▶ _GOAL OF THE EXERCISE_
Rewrite the records below, changing every "Provide query" to "Enter query" and leaving everything else untouched.

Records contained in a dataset

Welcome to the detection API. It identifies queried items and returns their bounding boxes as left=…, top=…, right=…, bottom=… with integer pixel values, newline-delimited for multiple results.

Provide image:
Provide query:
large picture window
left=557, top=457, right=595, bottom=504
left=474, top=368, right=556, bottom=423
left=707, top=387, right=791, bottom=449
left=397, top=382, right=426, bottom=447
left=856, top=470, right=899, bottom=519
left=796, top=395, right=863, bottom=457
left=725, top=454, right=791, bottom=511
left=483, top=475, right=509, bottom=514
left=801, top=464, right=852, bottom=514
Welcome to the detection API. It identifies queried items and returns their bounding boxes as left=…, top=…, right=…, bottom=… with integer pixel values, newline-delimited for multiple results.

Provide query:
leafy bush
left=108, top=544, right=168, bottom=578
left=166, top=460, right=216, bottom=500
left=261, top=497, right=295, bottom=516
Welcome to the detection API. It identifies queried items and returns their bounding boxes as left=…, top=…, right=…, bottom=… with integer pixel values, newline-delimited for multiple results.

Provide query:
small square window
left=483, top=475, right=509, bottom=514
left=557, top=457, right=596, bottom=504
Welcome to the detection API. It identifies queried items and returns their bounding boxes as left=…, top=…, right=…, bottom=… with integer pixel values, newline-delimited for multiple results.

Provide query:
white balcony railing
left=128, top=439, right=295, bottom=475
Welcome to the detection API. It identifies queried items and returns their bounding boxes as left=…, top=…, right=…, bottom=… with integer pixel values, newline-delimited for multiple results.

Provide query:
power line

▶ _REPLY_
Welcome to the detection API. It identifies queried items and returns their bounding boxes as left=…, top=…, right=…, bottom=… with integer pixel values, newline-delimited for multiple results.

Provide image:
Enter query:
large picture window
left=557, top=457, right=595, bottom=504
left=474, top=368, right=556, bottom=423
left=707, top=387, right=791, bottom=449
left=397, top=382, right=426, bottom=447
left=856, top=470, right=899, bottom=519
left=796, top=395, right=863, bottom=457
left=725, top=454, right=791, bottom=511
left=483, top=475, right=509, bottom=514
left=801, top=464, right=852, bottom=514
Welcome to the detection API. It identifies queried items and returns their bounding boxes as left=…, top=…, right=…, bottom=… with integer pixel values, newline-delimited for multiple results.

Enter query:
leafy bush
left=108, top=544, right=168, bottom=578
left=166, top=460, right=216, bottom=500
left=261, top=497, right=295, bottom=516
Welcome to the detection API. It identifies queried items and returns their bounding boxes as left=…, top=…, right=…, bottom=… with integer pixel values, newline-delimited for multiple results.

Enter query:
small square window
left=483, top=475, right=509, bottom=514
left=557, top=457, right=596, bottom=504
Welcome to the detection API. It identifies queried items and returns their bounding boxes as left=…, top=…, right=…, bottom=… with integer pixel values, newline-delimited for multiple results.

Enter query:
white balcony railing
left=128, top=439, right=295, bottom=475
Welcome to the detection API. It identifies queried items and returns their bounding boxes as left=…, top=…, right=…, bottom=… with integer pixel values, newline-delimited for multiple results.

Enter query:
power line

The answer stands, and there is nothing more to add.